MATERIALS PROVIDED:

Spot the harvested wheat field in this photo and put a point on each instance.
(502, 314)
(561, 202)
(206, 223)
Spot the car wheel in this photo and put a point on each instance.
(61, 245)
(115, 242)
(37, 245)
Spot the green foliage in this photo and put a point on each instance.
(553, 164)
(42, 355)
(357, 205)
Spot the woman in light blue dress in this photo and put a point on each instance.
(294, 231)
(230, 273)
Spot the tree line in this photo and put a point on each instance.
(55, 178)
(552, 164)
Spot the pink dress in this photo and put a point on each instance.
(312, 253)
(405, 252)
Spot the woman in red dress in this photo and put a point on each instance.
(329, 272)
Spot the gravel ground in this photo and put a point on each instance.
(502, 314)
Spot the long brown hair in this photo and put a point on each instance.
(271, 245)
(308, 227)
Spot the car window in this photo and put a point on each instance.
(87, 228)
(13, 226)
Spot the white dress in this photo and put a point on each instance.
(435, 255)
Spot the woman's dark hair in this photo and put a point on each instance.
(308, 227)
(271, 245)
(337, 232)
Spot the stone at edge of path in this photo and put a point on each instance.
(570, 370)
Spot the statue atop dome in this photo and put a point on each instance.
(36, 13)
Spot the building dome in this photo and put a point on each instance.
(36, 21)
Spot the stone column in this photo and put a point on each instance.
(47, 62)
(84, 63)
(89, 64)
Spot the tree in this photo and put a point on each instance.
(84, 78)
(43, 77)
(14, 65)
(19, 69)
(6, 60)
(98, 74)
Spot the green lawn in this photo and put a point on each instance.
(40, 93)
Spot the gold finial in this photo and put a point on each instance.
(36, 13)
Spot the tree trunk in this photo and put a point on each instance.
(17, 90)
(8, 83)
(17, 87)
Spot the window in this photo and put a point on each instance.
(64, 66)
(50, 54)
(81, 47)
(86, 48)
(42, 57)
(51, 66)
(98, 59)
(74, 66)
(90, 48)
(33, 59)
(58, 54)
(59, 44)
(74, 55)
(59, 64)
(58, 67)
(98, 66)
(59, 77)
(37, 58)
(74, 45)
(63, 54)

THE EXERCISE: Lay out the material above as a numbered list, from the line containing "Spot the pink" through the final line, both included, leaving out any blank lines.

FINISHED TASK:
1. Spot the pink dress in this photo and put a point on each instance.
2. (312, 253)
3. (405, 252)
4. Spot the woman in red dress in this photo and put a point on each instance.
5. (329, 272)
6. Spot the gravel ground in this photo and put a point on each instance.
7. (502, 314)
8. Spot the long brown hair in this photo and put a point on each instance.
9. (271, 245)
10. (308, 227)
11. Spot the car window in this photo and put a point on each instance.
12. (87, 228)
13. (13, 226)
14. Spot the white dress in this photo and put a point on each instance.
15. (435, 255)
16. Spot the woman's dark hair in this photo and put a point on each instance.
17. (308, 227)
18. (271, 245)
19. (337, 232)
20. Spot the stone at edge of path in this photo and put a point on each instance.
21. (570, 370)
22. Spot the statue atop dome in this photo and put a point on each instance.
23. (36, 13)
24. Spot the building dome in this photo and put a point on each instance.
25. (36, 21)
26. Spot the stone column in this photo and put a point on each instance.
27. (47, 62)
28. (84, 63)
29. (89, 64)
30. Spot the tree in this photo and put a point on each instance.
31. (84, 78)
32. (43, 77)
33. (14, 65)
34. (19, 69)
35. (6, 60)
36. (98, 74)
37. Spot the green lawn in this photo and put a point on each instance.
38. (40, 93)
39. Spot the gold finial in this photo and put a point on each instance.
40. (36, 13)
41. Spot the tree trunk in this photo and put a point on each instance.
42. (17, 90)
43. (8, 83)
44. (17, 87)
45. Spot the window in this photo and put a point on each instance.
46. (64, 66)
47. (50, 54)
48. (81, 47)
49. (86, 48)
50. (42, 57)
51. (51, 66)
52. (98, 59)
53. (74, 66)
54. (90, 48)
55. (33, 59)
56. (58, 54)
57. (59, 44)
58. (74, 55)
59. (59, 64)
60. (58, 67)
61. (98, 66)
62. (59, 77)
63. (37, 58)
64. (74, 45)
65. (63, 54)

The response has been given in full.